Texte proposé:
⟨

2 Avocat, il a dirigé le parquet d'Angleterre et du pays de Galles
L'enfant d'Oxted débute une carrière d'avocat en 1987 et se spécialise dans les droits humains. Il représente des syndicats et défend des prisonniers menacés de peine de mort dans les Caraïbes, en Ouganda, au Kenya ou au Malawi, précise l'université d'Oxford. Keir Starmer est aussi connu pour avoir représenté, à la fin des années 1990, des activistes écologistes accusés d'avoir distribué des brochures dénonçant les pratiques de McDonald's, notamment en matière environnementale.
Dans les années 2000, l'avocat travaille en tant que conseiller aux droits de l'homme sur les pratiques de la police d'Irlande du Nord, avant de devenir directeur des poursuites publiques, l'équivalent de procureur général. A la tête du parquet d'Angleterre et du pays de Galles dès 2008, il mène entre autres des poursuites contre des députés, accusés de profiter de leurs frais de mandat. Il poursuit aussi des journalistes pour des affaires de piratages téléphoniques ou encore des jeunes lors d'émeutes en Angleterre.
3 Il a été élu député en 2015, avant de prendre la tête du Labour en 2020
Le parcours de Keir Starmer prend un tournant politique en 2015, près de 30 ans après le début de sa carrière d'avocat. Peu après la mort de sa mère, le quinquagénaire est élu député du Labour dans la circonscription d'Holborn et de Saint-Pancras, dans le nord de Londres. Le parlementaire gagne aussi en responsabilités au sein du Parti travailliste : à l'automne 2016, il est nommé secrétaire d'Etat en charge du Brexit dans le "cabinet fantôme" du mouvement – une forme de cabinet alternatif constitué par l'opposition. Keir Starmer a pourtant voté contre la sortie du Royaume-Uni de l'Union européenne et appelé à un second référendum. Avant d'évacuer, en 2022, l'idée d'un retour britannique dans l'UE.

⟩

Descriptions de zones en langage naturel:
⟨

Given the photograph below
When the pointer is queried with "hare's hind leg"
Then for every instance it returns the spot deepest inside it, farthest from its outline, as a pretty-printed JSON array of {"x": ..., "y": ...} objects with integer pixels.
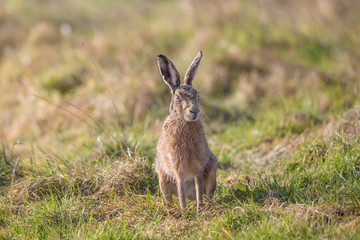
[
  {"x": 210, "y": 177},
  {"x": 181, "y": 192},
  {"x": 199, "y": 189}
]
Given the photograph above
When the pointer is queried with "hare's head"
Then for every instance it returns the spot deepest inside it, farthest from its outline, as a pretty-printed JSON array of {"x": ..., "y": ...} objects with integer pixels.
[{"x": 185, "y": 99}]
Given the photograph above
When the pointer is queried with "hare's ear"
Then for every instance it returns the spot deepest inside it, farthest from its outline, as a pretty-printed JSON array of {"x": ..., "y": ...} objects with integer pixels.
[
  {"x": 192, "y": 70},
  {"x": 169, "y": 73}
]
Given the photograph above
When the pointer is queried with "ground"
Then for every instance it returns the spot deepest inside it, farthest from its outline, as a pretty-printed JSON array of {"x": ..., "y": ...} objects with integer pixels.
[{"x": 82, "y": 105}]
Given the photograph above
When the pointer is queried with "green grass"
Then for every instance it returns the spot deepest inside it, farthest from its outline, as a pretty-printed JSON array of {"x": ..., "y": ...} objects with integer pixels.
[{"x": 82, "y": 109}]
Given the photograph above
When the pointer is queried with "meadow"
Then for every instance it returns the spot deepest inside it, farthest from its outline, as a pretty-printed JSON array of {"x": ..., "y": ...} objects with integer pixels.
[{"x": 82, "y": 105}]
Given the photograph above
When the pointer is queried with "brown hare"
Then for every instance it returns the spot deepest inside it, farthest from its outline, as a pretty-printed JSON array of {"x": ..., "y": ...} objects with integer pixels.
[{"x": 184, "y": 163}]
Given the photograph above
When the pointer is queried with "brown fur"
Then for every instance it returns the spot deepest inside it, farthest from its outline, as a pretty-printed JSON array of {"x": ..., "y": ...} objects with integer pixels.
[{"x": 184, "y": 164}]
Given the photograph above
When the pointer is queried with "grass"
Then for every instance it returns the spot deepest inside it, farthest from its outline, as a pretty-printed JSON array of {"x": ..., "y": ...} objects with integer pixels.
[{"x": 84, "y": 104}]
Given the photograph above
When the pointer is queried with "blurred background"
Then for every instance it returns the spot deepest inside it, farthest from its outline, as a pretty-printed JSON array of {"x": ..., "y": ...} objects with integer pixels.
[{"x": 76, "y": 74}]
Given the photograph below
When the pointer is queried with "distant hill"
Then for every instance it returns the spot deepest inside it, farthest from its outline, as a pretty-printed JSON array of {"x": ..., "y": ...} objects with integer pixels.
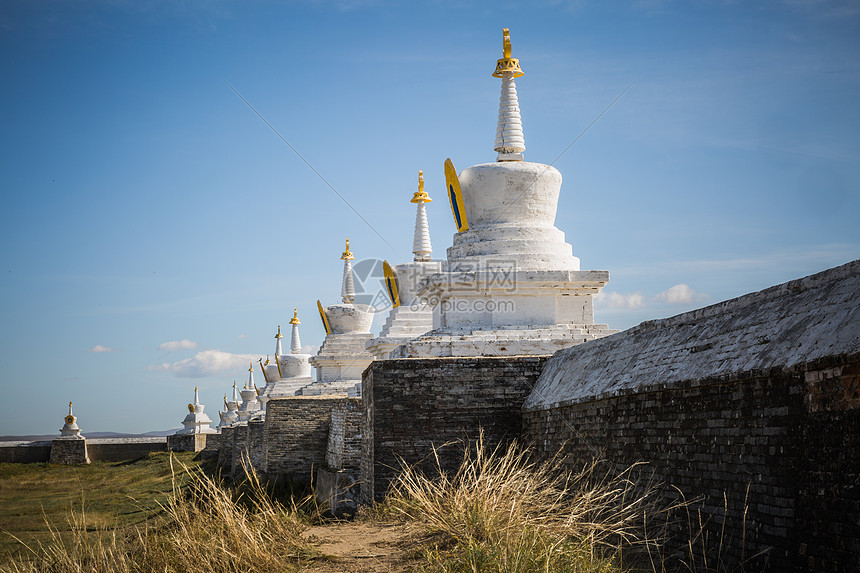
[{"x": 47, "y": 437}]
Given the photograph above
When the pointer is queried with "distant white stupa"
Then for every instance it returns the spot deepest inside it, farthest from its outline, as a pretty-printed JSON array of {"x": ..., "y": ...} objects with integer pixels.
[
  {"x": 196, "y": 422},
  {"x": 409, "y": 317}
]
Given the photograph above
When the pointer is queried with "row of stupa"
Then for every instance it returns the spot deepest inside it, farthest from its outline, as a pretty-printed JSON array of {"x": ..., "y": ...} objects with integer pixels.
[{"x": 510, "y": 284}]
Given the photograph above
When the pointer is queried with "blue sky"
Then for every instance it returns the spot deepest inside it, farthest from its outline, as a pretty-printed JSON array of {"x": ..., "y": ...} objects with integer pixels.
[{"x": 155, "y": 231}]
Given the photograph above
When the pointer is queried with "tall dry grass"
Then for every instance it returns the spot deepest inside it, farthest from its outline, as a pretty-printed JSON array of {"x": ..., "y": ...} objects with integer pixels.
[
  {"x": 204, "y": 527},
  {"x": 502, "y": 512}
]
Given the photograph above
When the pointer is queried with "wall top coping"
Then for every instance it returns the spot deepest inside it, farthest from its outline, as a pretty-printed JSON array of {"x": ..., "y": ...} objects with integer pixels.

⟩

Travail demandé:
A. Selon le texte sur Keir Starmer, dans quelle circonscription est-il élu député en 2015 ?
B. Recopiez mot pour mot le passage du texte sur Keir Starmer qui commence par "2 Avocat, il" et se termine par "en matière environnementale.".
C. Reprenez le récit du parcours de Keir Starmer après sa dernière phrase et poursuivez-le.

Réponses par consigne:
A. Dans la circonscription d'Holborn et de Saint-Pancras, dans le nord de Londres.

B.
2 Avocat, il a dirigé le parquet d'Angleterre et du pays de Galles
L'enfant d'Oxted débute une carrière d'avocat en 1987 et se spécialise dans les droits humains. Il représente des syndicats et défend des prisonniers menacés de peine de mort dans les Caraïbes, en Ouganda, au Kenya ou au Malawi, précise l'université d'Oxford. Keir Starmer est aussi connu pour avoir représenté, à la fin des années 1990, des activistes écologistes accusés d'avoir distribué des brochures dénonçant les pratiques de McDonald's, notamment en matière environnementale.

C.
Après la débâcle travailliste des législatives de 2019, Keir Starmer succède à Jeremy Corbyn à la tête du Labour en avril 2020, recueillant plus de 50% des votes. Il promet "une nouvelle ère de confiance et d'espoir" et lutte notamment contre l'antisémitisme présent au sein du parti. Quelques mois après cette prise de fonctions, le Labour suspend son ancien leader Jeremy Corbyn, du fait de ses réserves sur une enquête accablante, fustigeant un "manque de volonté de s'attaquer à l'antisémitisme [dans le parti] plutôt qu'une inaptitude à le faire".
4 Il défend un programme plutôt centriste
Depuis 2020, Keir Starmer s'est éloigné des idées marquées à gauche de son prédécesseur. Il prône le "sérieux", "le pays d'abord, le parti ensuite" et défend une ligne plus centriste, après 14 ans de politiques conservatrices. Selon la BBC, le leader travailliste a notamment mis de côté une promesse de suppression des frais de scolarité à l'université, ou encore l'idée d'investissements annuels massifs (33 milliards d'euros) pour l'environnement. De quoi lui attirer les critiques de la frange plus à gauche de son électorat.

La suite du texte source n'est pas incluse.